◆ Page extract
*-*-*

How do you use Spark?

Implemented in Scala, Spark can be programmed in Scala, Java, Python, SQL, and R. However, not all of the latest functionality is immediately available in all languages.

What kind of operations does Spark support?

Spark SQL. Spark supports batch operations involved in ETL and data munging, via the DataFrame API. It supports parsing different input formats, such as JSON or Parquet. Once the raw data is loaded, you can easily compute new columns from existing columns. You can slice and dice the data by filtering, grouping, aggregating, and joining with other tables. Spark supports relational queries, which you can express in SQL or through the DataFrame API.

Spark Streaming. Spark also provides scalable stream processing. Given an input data stream, for example, coming from Kafka, Spark allows you to perform operations on the streaming data, such as map, reduce, join, and window.

MLlib. Spark includes a machine learning library, with scalable algorithms for classification, regression, collaborative filtering, clustering, and more. If training your dataset on a single machine takes too long, you might consider cluster computing with Spark.

GraphX. Finally, GraphX is a component in Spark for scalable batch processing on graphs.

As you may have noticed by now, Spark processing is batch oriented. It works best when you want to perform the same operation on all of your data, or a large subset of your data. Even with Spark Streaming, you operate on small batches of the data stream, rather than one event at a time.

Spark vs. Hadoop MapReduce, Hive, Impala

How does Spark compare with other big data compute engines? Unlike Hadoop MapReduce, Spark caches data in memory for huge performance gains when you have ad-hoc queries or iterative workloads, which are common in machine learning algorithms. Hive and Impala both run SQL queries at scale; the advantage of Spark over these systems is (1) the convenience of writing both queries and UDFs in the same language, such as Scala, and (2) support for machine learning algorithms, streaming data, and graph processing within the same system.

Conclusion

This overview has explained what Spark is, when to use it, what kinds of operations it supports, and how it compares with other big data systems. To learn more, please take a look at the Spark website (http://spark.apache.org/).

*-*-*

◆ Data section
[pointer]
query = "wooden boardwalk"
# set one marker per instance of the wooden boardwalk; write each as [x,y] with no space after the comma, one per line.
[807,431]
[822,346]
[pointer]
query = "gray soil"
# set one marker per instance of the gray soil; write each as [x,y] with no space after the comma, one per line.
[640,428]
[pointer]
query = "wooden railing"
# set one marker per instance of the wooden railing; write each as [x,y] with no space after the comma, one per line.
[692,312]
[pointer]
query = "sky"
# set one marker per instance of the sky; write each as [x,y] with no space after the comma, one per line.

*-*-*

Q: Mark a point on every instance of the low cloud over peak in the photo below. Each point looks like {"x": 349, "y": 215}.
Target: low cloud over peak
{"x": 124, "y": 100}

*-*-*

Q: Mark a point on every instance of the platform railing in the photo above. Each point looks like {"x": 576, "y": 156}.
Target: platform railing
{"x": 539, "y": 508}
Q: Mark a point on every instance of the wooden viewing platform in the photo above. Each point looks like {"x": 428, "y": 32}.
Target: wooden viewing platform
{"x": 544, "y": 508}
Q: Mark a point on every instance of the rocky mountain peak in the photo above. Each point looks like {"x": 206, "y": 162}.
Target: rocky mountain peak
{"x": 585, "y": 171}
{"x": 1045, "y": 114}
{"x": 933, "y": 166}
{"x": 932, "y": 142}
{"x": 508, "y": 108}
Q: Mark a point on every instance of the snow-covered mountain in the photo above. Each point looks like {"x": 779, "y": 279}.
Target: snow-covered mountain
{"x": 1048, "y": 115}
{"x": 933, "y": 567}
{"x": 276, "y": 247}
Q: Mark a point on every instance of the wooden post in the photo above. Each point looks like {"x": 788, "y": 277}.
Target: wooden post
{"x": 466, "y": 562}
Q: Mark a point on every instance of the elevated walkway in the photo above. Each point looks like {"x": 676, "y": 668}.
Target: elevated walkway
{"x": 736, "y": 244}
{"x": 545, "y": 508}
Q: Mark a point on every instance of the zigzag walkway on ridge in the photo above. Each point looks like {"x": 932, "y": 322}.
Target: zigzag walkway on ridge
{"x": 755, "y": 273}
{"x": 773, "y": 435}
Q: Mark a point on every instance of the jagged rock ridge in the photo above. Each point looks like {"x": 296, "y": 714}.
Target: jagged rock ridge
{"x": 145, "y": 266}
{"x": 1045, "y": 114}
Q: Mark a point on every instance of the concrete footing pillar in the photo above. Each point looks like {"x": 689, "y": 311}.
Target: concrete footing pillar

*-*-*

◆ The request
Please render this sentence from the Spark overview in Spanish: "Finally, GraphX is a component in Spark for scalable batch processing on graphs." Rely only on the Spark overview, not the listing.

◆ Exercise result
Por último, GraphX es un componente de Spark para el procesamiento por lotes escalable de grafos.